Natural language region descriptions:
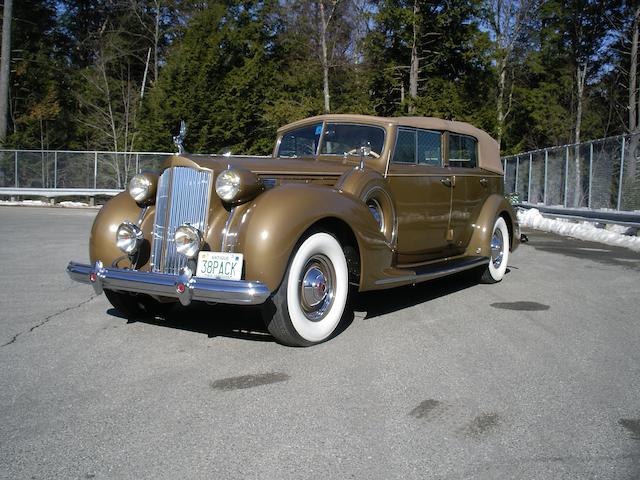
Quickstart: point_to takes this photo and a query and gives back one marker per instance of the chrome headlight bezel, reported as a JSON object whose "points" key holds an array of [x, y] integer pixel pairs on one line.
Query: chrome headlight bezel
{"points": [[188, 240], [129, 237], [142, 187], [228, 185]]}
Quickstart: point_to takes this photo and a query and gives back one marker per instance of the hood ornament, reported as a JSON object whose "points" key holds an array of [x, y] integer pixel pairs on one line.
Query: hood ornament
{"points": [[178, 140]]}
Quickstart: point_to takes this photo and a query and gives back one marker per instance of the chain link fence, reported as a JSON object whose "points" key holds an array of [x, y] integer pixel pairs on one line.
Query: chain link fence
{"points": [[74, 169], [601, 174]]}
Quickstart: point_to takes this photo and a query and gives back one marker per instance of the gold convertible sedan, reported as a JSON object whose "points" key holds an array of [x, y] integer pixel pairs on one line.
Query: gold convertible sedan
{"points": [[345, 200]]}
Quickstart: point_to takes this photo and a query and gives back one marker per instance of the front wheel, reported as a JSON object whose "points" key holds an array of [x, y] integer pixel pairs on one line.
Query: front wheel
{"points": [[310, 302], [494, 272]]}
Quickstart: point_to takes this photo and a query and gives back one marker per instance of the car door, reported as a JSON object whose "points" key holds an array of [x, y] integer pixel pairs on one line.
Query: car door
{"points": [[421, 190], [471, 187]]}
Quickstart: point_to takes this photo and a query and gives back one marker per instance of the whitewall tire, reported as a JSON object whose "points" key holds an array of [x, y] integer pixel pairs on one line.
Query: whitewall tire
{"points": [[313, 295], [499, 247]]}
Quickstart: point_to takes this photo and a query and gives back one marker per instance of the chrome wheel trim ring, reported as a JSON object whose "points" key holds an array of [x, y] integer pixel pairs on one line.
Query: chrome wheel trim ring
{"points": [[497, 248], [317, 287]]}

--

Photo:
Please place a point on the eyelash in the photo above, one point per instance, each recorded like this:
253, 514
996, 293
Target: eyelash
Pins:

---

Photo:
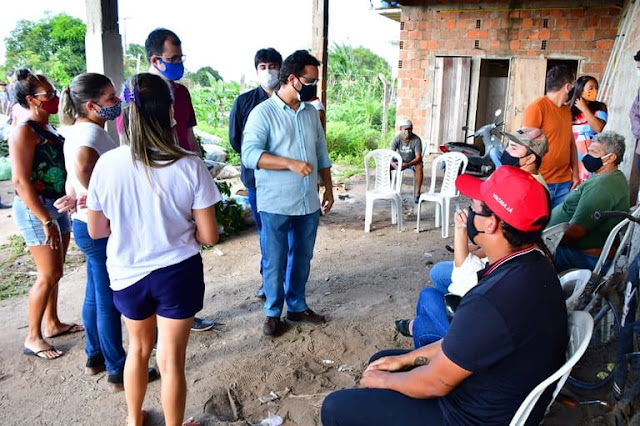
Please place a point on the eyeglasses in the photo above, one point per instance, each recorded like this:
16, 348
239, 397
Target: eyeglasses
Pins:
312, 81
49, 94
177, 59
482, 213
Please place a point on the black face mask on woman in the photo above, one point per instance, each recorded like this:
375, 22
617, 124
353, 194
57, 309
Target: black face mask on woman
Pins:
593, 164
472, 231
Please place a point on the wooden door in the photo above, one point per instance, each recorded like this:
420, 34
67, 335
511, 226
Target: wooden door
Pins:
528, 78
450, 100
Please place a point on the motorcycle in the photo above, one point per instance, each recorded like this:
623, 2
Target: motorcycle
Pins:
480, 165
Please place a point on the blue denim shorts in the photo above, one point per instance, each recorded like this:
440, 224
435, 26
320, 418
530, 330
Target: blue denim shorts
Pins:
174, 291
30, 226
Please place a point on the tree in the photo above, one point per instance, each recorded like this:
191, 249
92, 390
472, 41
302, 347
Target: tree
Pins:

WHAT YOU HAVE TO DO:
Whenever the string "denim" occurs in a line of the entries above, copy that line.

EXERCISE ANSWER:
Please place a point on the blue denim shorts in the photo above, one point per instance, each recorded like this:
Target: blue denim shorts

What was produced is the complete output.